▶ _Location annotation dataset excerpts_:
------------------------------------

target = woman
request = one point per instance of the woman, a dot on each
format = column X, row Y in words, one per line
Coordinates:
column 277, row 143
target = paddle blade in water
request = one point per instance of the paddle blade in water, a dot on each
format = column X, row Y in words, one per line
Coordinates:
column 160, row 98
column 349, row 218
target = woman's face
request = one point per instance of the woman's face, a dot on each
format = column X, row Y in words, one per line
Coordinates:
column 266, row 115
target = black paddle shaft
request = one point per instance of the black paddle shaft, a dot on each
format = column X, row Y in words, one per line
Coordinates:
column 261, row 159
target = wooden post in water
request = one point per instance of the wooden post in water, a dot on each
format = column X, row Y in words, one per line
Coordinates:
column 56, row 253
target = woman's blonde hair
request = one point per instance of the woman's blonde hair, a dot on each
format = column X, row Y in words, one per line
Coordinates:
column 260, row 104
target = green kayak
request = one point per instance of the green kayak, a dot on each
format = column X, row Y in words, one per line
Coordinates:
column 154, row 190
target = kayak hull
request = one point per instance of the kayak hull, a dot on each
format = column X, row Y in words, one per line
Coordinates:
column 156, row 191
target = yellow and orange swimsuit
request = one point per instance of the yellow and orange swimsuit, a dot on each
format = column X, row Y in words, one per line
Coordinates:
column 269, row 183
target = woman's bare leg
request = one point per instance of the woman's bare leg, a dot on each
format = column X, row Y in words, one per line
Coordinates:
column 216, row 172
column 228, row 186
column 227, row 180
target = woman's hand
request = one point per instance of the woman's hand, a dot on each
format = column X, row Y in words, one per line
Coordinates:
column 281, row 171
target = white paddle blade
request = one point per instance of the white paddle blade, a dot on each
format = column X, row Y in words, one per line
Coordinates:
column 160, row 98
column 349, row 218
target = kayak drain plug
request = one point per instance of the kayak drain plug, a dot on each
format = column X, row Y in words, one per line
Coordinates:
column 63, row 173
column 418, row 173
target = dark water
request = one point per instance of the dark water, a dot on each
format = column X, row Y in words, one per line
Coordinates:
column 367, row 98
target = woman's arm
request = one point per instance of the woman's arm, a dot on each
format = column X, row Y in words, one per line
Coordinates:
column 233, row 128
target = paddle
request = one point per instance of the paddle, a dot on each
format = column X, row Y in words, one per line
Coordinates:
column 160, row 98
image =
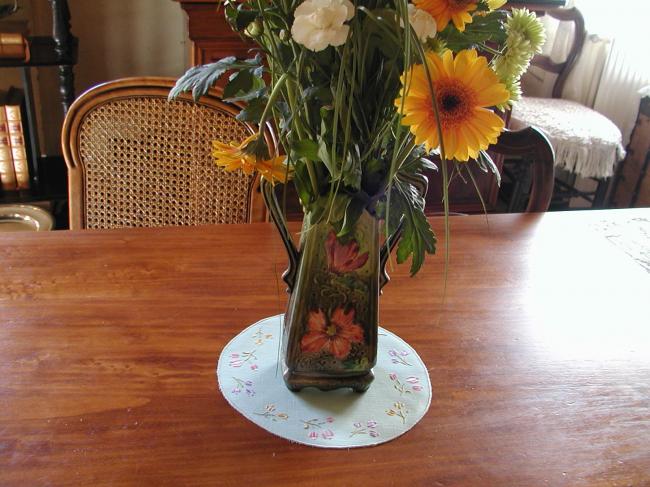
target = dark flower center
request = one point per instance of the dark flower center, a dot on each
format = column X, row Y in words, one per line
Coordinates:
column 450, row 102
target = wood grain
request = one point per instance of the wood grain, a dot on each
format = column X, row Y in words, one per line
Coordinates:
column 539, row 358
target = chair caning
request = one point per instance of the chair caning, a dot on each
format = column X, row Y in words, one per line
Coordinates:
column 147, row 162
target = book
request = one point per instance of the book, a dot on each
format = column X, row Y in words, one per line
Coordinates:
column 7, row 174
column 13, row 108
column 13, row 46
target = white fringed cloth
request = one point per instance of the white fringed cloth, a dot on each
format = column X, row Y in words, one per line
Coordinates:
column 585, row 142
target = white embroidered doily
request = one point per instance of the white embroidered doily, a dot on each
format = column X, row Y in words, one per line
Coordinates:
column 252, row 383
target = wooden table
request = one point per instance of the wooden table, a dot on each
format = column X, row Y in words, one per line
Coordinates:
column 539, row 358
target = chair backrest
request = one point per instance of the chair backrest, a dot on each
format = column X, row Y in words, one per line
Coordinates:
column 136, row 159
column 563, row 69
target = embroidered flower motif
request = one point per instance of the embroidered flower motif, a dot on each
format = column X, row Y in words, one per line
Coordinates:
column 271, row 413
column 399, row 358
column 369, row 428
column 241, row 384
column 321, row 23
column 334, row 336
column 327, row 435
column 399, row 410
column 237, row 360
column 316, row 422
column 411, row 382
column 343, row 258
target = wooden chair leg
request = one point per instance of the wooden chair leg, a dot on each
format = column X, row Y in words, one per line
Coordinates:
column 532, row 143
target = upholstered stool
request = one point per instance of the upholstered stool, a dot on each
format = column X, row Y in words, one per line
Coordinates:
column 17, row 218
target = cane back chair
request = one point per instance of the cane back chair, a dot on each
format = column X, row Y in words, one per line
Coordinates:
column 136, row 159
column 586, row 143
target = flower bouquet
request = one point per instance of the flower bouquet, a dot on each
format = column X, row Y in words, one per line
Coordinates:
column 365, row 95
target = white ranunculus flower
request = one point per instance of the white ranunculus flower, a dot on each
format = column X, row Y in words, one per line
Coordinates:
column 321, row 23
column 423, row 23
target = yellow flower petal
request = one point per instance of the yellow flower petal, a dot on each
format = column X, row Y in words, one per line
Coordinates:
column 464, row 86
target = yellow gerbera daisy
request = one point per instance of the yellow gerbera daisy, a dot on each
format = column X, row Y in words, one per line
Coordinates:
column 444, row 11
column 233, row 157
column 465, row 87
column 496, row 4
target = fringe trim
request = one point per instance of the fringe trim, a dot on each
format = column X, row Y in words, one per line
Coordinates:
column 588, row 161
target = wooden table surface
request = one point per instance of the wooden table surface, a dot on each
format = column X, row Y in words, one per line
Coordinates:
column 539, row 357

------------------------------------

▶ _Task directions_:
Reproduce the entries above verbatim, starting at the line that contains "target = yellow flower petal" and ending after the line that contains "column 464, row 86".

▶ _Correct answer_:
target = yellow flower petal
request = one point per instance of the yellow flower petal, a dot on each
format = column X, row Y in words, one per line
Coordinates:
column 464, row 86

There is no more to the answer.